_TEXT_:

Single by Captain Beefheart and The Magic Band

from the album Ice Cream for Crow
- Released: August 1982
- Length: 4:35
- Label: Epic; Virgin;
- Songwriter(s): Don Van Vliet
- Producer(s): Don Van Vliet

Captain Beefheart and The Magic Band singles chronology
| "Hard Workin' Man" (1978) | "Ice Cream for Crow" (1982) |  |

= Ice Cream for Crow (song) =

"Ice Cream for Crow" is a song by Captain Beefheart and The Magic Band as the title track from their final album, 1982's Ice Cream for Crow. It was released in 1982 as the sole single for the album.

_RECORDED INFORMATION_:
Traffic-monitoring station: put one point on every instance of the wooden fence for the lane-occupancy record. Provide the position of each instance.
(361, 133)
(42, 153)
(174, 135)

_EXERCISE GOAL_: Retype the entire "Ice Cream for Crow" text above, copying every line word for word with no changes.

_OUTPUT OF THE EXERCISE_:
Single by Captain Beefheart and The Magic Band

from the album Ice Cream for Crow
- Released: August 1982
- Length: 4:35
- Label: Epic; Virgin;
- Songwriter(s): Don Van Vliet
- Producer(s): Don Van Vliet

Captain Beefheart and The Magic Band singles chronology
| "Hard Workin' Man" (1978) | "Ice Cream for Crow" (1982) |  |

= Ice Cream for Crow (song) =

"Ice Cream for Crow" is a song by Captain Beefheart and The Magic Band as the title track from their final album, 1982's Ice Cream for Crow. It was released in 1982 as the sole single for the album.